- _Exercise requirements_:
A. Answer these questions about the No Refuge album page:
(i) On which label did the album appear in the US?
(ii) What position did "Over the Line" reach in Canada?
(iii) Who produced the album?
B. Echo every line of the pointing-data listing below without any change.

- _Selected extract_:
Studio album by Eddie Schwartz
- Released: 1981
- Genres: Soft rock, AOR
- Length: 33:06
- Label: A&M
- Producers: Eddie Schwartz, David Tyson

Eddie Schwartz chronology
| Schwartz (1980) | No Refuge (1981) | Public Life (1984) |

= No Refuge =

No Refuge is the second studio album by singer Eddie Schwartz. It was released in late 1981 by A&M Records in Canada, and appeared on Atco in the US in early 1982.

Lead single "All Our Tomorrows" reached #32 in Canada, and #28 in the U.S. Billboard Hot 100, and was also a significant hit on the adult contemporary charts. The followup single "Over the Line" was also a top 40 hit in Canada, peaking at #38, but didn't fare as well in the U.S., reaching #91.

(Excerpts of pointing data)
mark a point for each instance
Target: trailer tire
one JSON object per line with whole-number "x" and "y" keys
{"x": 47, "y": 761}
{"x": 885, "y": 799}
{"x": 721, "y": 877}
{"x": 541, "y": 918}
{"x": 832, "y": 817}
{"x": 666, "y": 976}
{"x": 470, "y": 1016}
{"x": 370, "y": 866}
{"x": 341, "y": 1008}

- _Results_:
A.
(i) Atco
(ii) #38
(iii) Eddie Schwartz and David Tyson

B.
mark a point for each instance
Target: trailer tire
one JSON object per line with whole-number "x" and "y" keys
{"x": 47, "y": 761}
{"x": 885, "y": 799}
{"x": 721, "y": 877}
{"x": 541, "y": 918}
{"x": 832, "y": 817}
{"x": 666, "y": 976}
{"x": 470, "y": 1016}
{"x": 370, "y": 866}
{"x": 341, "y": 1008}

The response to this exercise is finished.